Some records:
——
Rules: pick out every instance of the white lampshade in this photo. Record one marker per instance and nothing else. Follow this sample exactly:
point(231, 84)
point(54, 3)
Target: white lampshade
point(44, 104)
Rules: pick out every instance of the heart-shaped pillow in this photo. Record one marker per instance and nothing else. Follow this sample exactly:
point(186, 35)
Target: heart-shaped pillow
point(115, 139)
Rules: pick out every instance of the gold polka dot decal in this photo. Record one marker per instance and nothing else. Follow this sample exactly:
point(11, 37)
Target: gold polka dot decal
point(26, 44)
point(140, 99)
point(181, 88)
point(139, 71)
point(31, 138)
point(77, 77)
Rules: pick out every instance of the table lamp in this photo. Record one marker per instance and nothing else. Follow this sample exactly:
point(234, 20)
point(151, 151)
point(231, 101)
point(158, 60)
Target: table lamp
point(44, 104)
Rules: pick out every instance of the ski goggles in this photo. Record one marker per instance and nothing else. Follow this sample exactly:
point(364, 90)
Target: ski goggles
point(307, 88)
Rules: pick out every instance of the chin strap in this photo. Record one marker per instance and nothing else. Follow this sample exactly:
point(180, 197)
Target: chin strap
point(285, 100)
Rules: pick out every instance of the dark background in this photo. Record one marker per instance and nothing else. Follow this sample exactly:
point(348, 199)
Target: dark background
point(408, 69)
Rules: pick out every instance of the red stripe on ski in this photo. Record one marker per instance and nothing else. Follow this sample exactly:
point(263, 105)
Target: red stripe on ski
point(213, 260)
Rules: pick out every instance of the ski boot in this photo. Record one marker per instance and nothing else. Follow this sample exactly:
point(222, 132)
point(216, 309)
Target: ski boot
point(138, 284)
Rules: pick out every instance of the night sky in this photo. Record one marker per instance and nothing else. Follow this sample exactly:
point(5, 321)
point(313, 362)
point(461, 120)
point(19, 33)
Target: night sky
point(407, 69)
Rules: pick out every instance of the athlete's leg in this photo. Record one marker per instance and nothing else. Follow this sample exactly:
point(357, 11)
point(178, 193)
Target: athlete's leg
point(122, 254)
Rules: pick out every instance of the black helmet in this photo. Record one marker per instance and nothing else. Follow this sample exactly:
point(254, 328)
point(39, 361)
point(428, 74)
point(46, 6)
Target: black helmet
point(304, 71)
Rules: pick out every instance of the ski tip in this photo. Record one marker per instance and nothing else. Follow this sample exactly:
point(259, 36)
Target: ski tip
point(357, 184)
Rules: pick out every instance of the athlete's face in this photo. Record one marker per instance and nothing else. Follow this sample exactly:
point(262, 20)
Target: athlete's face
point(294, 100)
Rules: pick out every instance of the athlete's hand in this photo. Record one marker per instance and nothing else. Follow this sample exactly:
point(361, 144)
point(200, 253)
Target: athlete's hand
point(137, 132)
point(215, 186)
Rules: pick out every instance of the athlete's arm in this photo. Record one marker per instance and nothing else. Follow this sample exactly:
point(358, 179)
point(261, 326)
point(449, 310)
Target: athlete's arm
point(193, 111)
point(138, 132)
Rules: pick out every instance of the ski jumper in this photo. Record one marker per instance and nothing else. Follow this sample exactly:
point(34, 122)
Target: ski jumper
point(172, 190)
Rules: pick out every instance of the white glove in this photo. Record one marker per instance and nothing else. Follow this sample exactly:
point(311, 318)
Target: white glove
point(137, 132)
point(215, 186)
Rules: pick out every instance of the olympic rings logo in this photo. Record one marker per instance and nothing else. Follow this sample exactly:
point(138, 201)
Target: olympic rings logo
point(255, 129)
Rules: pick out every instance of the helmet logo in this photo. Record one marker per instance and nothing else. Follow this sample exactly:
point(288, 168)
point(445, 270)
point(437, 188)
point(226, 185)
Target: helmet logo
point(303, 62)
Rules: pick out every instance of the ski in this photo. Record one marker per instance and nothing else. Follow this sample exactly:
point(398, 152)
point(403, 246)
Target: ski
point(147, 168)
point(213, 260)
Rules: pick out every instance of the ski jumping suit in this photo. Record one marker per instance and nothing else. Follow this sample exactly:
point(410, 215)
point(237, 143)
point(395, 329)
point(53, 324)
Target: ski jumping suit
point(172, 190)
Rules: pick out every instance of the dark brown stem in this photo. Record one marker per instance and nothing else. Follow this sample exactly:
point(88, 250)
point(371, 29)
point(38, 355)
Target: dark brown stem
——
GIVEN EXERCISE: Copy every one of the records above word for word, line by line, with nothing changed.

EXPECTED OUTPUT:
Rules: pick out every instance of the white lampshade in this photo. Record one marker per instance and nothing else. Follow this sample exactly:
point(231, 84)
point(54, 3)
Target: white lampshade
point(44, 104)
Rules: pick out every instance of the heart-shaped pillow in this photo. Record one marker per instance and nothing else. Follow this sample exactly:
point(186, 35)
Target: heart-shaped pillow
point(115, 139)
Rules: pick out every instance of the gold polka dot decal in this photo. Record one marker per instance and nothing else. Follow this sample exactly:
point(11, 37)
Target: gold polka dot decal
point(26, 44)
point(140, 99)
point(181, 88)
point(139, 71)
point(31, 138)
point(77, 77)
Rules: pick out every instance of the table lamp in this photo. Record one marker per instance and nothing else. Follow this sample exactly:
point(234, 20)
point(151, 151)
point(231, 101)
point(158, 60)
Target: table lamp
point(44, 104)
Rules: pick out every instance of the ski goggles in this photo. Record one marker per instance and nothing else. Follow this sample exactly:
point(364, 90)
Target: ski goggles
point(307, 88)
Rules: pick out every instance of the chin strap in this photo. Record one marker per instance and nothing else. Follow this sample exactly:
point(180, 197)
Target: chin strap
point(285, 100)
Rules: pick out every instance of the dark background in this photo. Record one marker per instance and nothing else. Follow this sample exactly:
point(348, 199)
Target: dark background
point(408, 69)
Rules: pick out every instance of the red stripe on ski in this photo. Record one marker per instance and nothing else. Follow this sample exactly:
point(263, 105)
Target: red stripe on ski
point(213, 260)
Rules: pick out every instance of the ski boot in this photo. Record one marker per instance and nothing else. Follow this sample exactly:
point(222, 132)
point(216, 309)
Target: ski boot
point(138, 284)
Rules: pick out every instance of the night sky in this photo. Record one marker per instance and nothing else. Follow this sample exactly:
point(5, 321)
point(313, 362)
point(461, 120)
point(19, 33)
Target: night sky
point(407, 69)
Rules: pick out every instance of the athlete's leg in this photo. Record one marker per instance and nothing else. Follow this sample exactly:
point(357, 11)
point(178, 193)
Target: athlete's leg
point(122, 254)
Rules: pick out every instance of the black helmet in this photo. Record one marker per instance and nothing else. Follow this sample exactly:
point(254, 328)
point(39, 361)
point(428, 74)
point(46, 6)
Target: black helmet
point(304, 71)
Rules: pick out every instance of the ski tip in this photo. Record one marker per instance and nothing else. Follow this sample exactly:
point(259, 36)
Target: ski tip
point(357, 184)
Rules: pick out every instance of the athlete's face in this photo. Record one marker per instance and nothing else. Follow this sample exactly:
point(262, 20)
Target: athlete's face
point(294, 100)
Rules: pick out every instance of the athlete's hand in this photo. Record one marker per instance and nothing else. Follow this sample exactly:
point(361, 144)
point(200, 253)
Target: athlete's hand
point(137, 132)
point(215, 186)
Rules: pick out every instance of the athlete's arm in this photo. Record one marker per instance and nothing else. Follow this sample exactly:
point(358, 179)
point(261, 326)
point(449, 310)
Target: athlete's arm
point(193, 111)
point(138, 132)
Rules: pick out every instance of the ski jumper in this photo. Record one marker per instance and nothing else. Follow this sample exactly:
point(34, 122)
Target: ski jumper
point(172, 190)
Rules: pick out every instance of the white glove in this photo. Record one marker per instance and nothing else. Follow this sample exactly:
point(311, 318)
Target: white glove
point(137, 132)
point(215, 186)
Rules: pick out every instance of the olympic rings logo in this photo. Record one marker per instance and nothing else. Follow this sample exactly:
point(138, 201)
Target: olympic rings logo
point(255, 129)
Rules: pick out every instance of the helmet logo in this photo. Record one marker per instance and nothing else. Follow this sample exactly:
point(288, 168)
point(445, 270)
point(437, 188)
point(226, 185)
Target: helmet logo
point(303, 62)
Rules: pick out every instance of the ski in this photo. Record one marker per instance and nothing else. Follow this sample exactly:
point(398, 152)
point(403, 246)
Target: ski
point(147, 168)
point(213, 260)
Rules: pick out every instance of the ski jumping suit in this photo. Record one marker per instance and nothing else. Follow this sample exactly:
point(410, 215)
point(237, 143)
point(395, 329)
point(53, 324)
Target: ski jumping suit
point(172, 190)
Rules: pick out every instance of the dark brown stem in this photo. Record one marker per instance and nothing else. Follow this sample exactly:
point(88, 250)
point(371, 29)
point(38, 355)
Target: dark brown stem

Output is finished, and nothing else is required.